▶ _DATA UNDER STUDY_:
──────────

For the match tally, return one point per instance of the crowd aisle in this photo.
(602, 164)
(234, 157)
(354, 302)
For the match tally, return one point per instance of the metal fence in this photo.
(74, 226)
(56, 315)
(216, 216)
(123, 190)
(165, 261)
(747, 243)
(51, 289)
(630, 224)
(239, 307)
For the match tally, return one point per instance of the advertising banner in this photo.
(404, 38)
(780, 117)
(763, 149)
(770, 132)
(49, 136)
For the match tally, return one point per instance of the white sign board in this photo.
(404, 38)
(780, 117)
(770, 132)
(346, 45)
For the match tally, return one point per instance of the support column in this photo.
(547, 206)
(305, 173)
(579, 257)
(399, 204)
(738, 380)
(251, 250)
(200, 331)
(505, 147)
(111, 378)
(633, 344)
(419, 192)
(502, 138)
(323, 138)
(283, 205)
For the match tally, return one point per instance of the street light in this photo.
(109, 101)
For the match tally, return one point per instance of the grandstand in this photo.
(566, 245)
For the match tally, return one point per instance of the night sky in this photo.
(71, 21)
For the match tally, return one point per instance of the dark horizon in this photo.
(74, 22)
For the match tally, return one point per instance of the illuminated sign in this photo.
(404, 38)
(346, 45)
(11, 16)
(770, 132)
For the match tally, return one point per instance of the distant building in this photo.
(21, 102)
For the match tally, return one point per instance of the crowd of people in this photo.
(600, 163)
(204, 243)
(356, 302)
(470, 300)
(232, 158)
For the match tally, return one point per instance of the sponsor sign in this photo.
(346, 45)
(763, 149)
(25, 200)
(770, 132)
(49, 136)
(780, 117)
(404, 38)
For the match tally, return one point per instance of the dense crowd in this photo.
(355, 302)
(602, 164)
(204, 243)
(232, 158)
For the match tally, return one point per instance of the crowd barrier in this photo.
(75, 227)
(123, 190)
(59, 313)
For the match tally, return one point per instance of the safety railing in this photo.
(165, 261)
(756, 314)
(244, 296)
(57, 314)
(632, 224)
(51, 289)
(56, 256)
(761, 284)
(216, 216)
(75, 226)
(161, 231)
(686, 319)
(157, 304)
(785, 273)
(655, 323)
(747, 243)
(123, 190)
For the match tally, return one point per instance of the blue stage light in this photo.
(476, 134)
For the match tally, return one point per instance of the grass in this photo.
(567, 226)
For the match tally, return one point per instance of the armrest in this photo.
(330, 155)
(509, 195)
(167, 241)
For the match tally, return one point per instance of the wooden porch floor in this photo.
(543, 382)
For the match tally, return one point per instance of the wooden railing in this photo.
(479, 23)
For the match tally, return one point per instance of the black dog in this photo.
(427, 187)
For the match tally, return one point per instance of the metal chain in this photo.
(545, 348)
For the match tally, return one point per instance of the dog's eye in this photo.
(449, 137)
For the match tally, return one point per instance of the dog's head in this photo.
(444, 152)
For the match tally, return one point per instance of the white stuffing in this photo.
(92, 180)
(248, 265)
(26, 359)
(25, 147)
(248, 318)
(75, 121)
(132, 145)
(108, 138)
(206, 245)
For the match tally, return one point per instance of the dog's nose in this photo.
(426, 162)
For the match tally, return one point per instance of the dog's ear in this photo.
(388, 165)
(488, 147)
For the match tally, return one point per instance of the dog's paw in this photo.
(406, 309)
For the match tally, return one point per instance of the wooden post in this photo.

──────────

Transcribe the full listing. Change nothing.

▶ _EXERCISE OUTPUT_:
For the match tally, return one point per instance of the crowd aisle in this photo.
(602, 164)
(234, 157)
(354, 302)
For the match tally, return one point per instance of the metal fence in this photo.
(74, 226)
(56, 315)
(216, 216)
(123, 190)
(165, 261)
(747, 243)
(51, 289)
(630, 224)
(239, 307)
For the match tally, return one point per instance of the advertising banner in this photo.
(404, 38)
(780, 117)
(763, 149)
(770, 132)
(49, 136)
For the match tally, return one point per instance of the white sign board in this photo.
(404, 38)
(780, 117)
(770, 132)
(346, 45)
For the match tally, return one point per instance of the support column in this photo.
(547, 206)
(305, 173)
(579, 257)
(399, 204)
(738, 380)
(251, 250)
(200, 331)
(505, 147)
(111, 378)
(633, 344)
(419, 192)
(502, 138)
(323, 138)
(283, 205)
For the match tally, return one point per instance of the street light in this photo.
(109, 101)
For the match tally, return one point per instance of the grandstand in this photo.
(566, 245)
For the match tally, return one point per instance of the night sky in this photo.
(71, 21)
For the match tally, return one point per instance of the dark horizon in this photo.
(74, 22)
For the match tally, return one point per instance of the illuminated sign in this photo.
(404, 38)
(346, 45)
(11, 16)
(770, 132)
For the match tally, return one point per instance of the distant building in this photo.
(21, 102)
For the match tally, return one point per instance of the crowd of people in this photo.
(600, 163)
(204, 243)
(356, 302)
(470, 300)
(232, 158)
For the match tally, return one point per instance of the sponsor sign in this photo.
(346, 45)
(763, 149)
(25, 200)
(770, 132)
(49, 136)
(780, 117)
(404, 38)
For the match tally, return one point per instance of the dense crowd in this photo.
(355, 302)
(602, 164)
(204, 243)
(232, 158)
For the match tally, return one point per instance of the crowd barrier in this photo.
(75, 227)
(123, 190)
(59, 313)
For the match tally, return one point per instance of the safety railing in this photo.
(165, 261)
(756, 314)
(244, 296)
(57, 314)
(632, 224)
(51, 289)
(56, 256)
(761, 284)
(216, 216)
(75, 226)
(161, 231)
(686, 319)
(157, 304)
(785, 273)
(655, 323)
(747, 243)
(123, 190)
For the match tally, return one point per instance of the blue stage light in this photo.
(476, 134)
For the match tally, return one point per instance of the grass in this photo.
(567, 226)
For the match tally, return one point per instance of the armrest in this photo.
(330, 155)
(509, 195)
(167, 241)
For the match tally, return one point per instance of the wooden porch floor in this photo.
(543, 382)
For the match tally, return one point per instance of the wooden railing in this photo.
(479, 23)
For the match tally, return one point per instance of the black dog in this photo.
(427, 187)
For the match tally, return one point per instance of the metal chain in this photo.
(545, 348)
For the match tally, return one point per instance of the dog's eye in this photo.
(449, 137)
For the match tally, return one point per instance of the dog's head in this photo.
(444, 152)
For the match tally, return one point per instance of the white stuffing in this photo.
(92, 180)
(248, 265)
(26, 359)
(25, 147)
(248, 318)
(75, 121)
(132, 145)
(108, 138)
(206, 245)
For the match tally, return one point per instance of the dog's nose in this photo.
(426, 162)
For the match tally, return one point per instance of the dog's ear in this photo.
(388, 165)
(488, 147)
For the match tally, return one point per instance of the dog's paw in this photo.
(406, 309)
For the match tally, return one point per instance of the wooden post in this photo.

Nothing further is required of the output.